Excerpted text:
Social Media Interventions for Precision Public Health: Promises and Risks

Macquarie University (Dunn, Coiera); Boston Children's Hospital and Harvard Medical School (Mandl)
"Questions remain about when it is appropriate to couple tools for digital phenotyping with targeted communication interventions to influence health behaviours."
In 2013, a series of methods were published demonstrating the possibility of using Facebook 'likes' to predict aspects of personality and demographics. To understand the role that similar approaches might play in preventive medicine, this article examines studies in which social media data are used to predict or model health-related behaviours and outcomes. It then explores how these methods might be operationalised in the design of precision behavioural interventions, and how the effects of these interventions might be amplified or lead to unintended consequences when delivered in a networked public.
Traditional behaviour change approaches might see a government or public health organisation address problems of vaccine coverage by conducting a survey on vaccine hesitancy to guide the design of a communication intervention, for example. Social media presents an opportunity to identify and deliver personalised digital interventions in an integrated way. Ethical questions arise with the possibility of deploying such online personalised interventions at scale, without consent, and where targets of the intervention are unaware they are being manipulated.
Individual-level studies that predict attitudes, behaviours, and health outcomes of people link social media user data to validated survey instruments or health records, often using much smaller cohorts. This approach could work across major social media platforms and make it possible to detect phenomena like vaccine hesitancy and refusal.

Required work:
1) Can you reproduce the stretch of the social media public health article from "Traditional behaviour change" through "are being manipulated.", substituting "city council" for "government"?
2) Can you resume the social media public health article, picking up right after its last sentence?

Material shown:
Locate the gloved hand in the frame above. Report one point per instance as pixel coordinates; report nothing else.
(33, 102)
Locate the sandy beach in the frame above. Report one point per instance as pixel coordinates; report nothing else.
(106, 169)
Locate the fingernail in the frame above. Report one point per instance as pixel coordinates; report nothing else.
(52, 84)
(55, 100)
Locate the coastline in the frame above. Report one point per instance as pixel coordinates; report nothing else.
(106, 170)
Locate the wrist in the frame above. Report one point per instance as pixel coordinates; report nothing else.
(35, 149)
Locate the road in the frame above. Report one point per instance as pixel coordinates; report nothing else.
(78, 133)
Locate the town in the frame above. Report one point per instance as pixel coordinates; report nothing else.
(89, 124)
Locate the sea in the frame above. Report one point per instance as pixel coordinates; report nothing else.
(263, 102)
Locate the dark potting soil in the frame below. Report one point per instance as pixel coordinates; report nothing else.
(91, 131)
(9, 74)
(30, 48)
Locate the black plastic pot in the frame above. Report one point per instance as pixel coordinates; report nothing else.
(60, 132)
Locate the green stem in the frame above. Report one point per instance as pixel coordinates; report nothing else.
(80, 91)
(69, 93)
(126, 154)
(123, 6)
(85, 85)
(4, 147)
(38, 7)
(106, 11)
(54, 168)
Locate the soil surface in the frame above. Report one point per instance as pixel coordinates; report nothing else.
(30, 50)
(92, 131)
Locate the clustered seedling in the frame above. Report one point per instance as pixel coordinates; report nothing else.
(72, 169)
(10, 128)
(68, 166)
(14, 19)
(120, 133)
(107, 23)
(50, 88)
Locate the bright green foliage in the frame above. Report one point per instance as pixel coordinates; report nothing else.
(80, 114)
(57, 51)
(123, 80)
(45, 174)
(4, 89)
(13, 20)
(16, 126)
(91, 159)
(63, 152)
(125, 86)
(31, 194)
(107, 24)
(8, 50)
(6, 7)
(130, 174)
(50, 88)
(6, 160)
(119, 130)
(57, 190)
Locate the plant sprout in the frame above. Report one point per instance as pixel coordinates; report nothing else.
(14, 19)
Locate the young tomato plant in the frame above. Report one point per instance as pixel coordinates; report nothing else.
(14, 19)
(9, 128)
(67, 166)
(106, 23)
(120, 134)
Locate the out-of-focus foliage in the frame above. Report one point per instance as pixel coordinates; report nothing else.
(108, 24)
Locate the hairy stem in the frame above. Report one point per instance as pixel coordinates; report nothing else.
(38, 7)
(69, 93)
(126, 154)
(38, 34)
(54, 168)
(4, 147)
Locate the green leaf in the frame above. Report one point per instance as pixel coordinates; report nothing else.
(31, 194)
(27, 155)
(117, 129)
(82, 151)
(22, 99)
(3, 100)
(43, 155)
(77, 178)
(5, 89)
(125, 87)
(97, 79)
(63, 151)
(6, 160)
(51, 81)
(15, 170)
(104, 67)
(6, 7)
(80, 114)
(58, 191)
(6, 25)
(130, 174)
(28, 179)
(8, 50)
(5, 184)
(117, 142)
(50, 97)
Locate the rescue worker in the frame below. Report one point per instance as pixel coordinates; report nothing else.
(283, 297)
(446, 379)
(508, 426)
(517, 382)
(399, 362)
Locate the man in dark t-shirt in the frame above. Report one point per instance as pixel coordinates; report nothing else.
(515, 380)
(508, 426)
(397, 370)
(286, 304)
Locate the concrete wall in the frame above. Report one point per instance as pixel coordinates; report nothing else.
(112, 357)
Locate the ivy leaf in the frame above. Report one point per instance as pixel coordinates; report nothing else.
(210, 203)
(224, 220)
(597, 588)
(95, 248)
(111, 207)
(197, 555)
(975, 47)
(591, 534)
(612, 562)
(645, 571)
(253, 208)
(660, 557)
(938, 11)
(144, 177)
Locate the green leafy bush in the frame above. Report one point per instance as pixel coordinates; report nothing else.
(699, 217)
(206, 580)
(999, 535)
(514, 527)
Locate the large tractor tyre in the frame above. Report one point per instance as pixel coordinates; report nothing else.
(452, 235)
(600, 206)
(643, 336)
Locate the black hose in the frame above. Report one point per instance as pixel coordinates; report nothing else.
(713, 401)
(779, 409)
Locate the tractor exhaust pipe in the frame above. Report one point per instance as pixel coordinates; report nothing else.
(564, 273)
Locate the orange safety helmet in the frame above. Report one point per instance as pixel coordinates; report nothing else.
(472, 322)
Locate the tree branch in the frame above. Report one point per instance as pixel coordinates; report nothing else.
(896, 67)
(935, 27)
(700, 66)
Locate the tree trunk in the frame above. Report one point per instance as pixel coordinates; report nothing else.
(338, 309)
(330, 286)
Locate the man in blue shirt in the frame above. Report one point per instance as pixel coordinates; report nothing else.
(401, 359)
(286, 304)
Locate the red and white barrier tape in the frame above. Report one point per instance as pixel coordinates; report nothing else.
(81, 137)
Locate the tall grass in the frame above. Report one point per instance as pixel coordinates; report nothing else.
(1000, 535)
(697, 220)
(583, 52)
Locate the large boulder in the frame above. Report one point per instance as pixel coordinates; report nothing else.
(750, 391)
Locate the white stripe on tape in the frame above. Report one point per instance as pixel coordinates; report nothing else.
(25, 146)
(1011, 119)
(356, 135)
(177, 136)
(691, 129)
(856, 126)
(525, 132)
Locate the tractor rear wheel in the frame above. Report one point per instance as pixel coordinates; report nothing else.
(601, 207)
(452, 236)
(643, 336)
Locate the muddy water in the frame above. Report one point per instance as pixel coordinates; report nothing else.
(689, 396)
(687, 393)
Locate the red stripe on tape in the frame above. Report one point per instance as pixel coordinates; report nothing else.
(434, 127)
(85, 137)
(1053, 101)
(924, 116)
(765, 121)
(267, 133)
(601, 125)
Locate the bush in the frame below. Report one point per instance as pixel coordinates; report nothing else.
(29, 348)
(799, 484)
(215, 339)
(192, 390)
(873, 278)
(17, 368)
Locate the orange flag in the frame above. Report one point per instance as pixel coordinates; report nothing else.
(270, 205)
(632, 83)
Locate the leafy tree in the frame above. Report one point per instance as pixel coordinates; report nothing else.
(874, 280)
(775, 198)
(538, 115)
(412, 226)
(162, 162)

Answers to the exercise:
1)
Traditional behaviour change approaches might see a city council or public health organisation address problems of vaccine coverage by conducting a survey on vaccine hesitancy to guide the design of a communication intervention, for example. Social media presents an opportunity to identify and deliver personalised digital interventions in an integrated way. Ethical questions arise with the possibility of deploying such online personalised interventions at scale, without consent, and where targets of the intervention are unaware they are being manipulated.

2)
At a population level, studies examining associations between what can be observed on social media and health outcomes have so far been limited to high-prevalence conditions and behaviours like vaccine coverage; thus, it is not yet clear whether social media data can be used to reliably model rarer outcomes. Population-level studies can be operationalised to complement traditional public health surveillance with faster and less costly information, but they tend to produce shallow information and are blunt instruments for designing communication interventions.
As the researchers explain, the challenges associated with delivering and evaluating population-level digital behaviour change interventions come from the networked nature of online social spaces. These challenges relate to:
- Evaluation: We are only starting to grapple with the experimental designs needed to test such interventions in trials and in natural settings.
- Implementation: Social networks may supress or amplify the effects of behaviour change interventions in unpredictable ways. For example, trials testing the effects of messaging interventions aimed at influencing vaccination attitudes often fail to show an effect on behaviour, but this may be because they are tested on individuals in artificial environments rather than in the social spaces where information credibility and beliefs are socially constructed.
Risks and unintended consequences of use of automated behaviour change tools include:
- Short term: Increased use of these methods may represent an erosion of privacy and with it, a perceived threat to individual autonomy.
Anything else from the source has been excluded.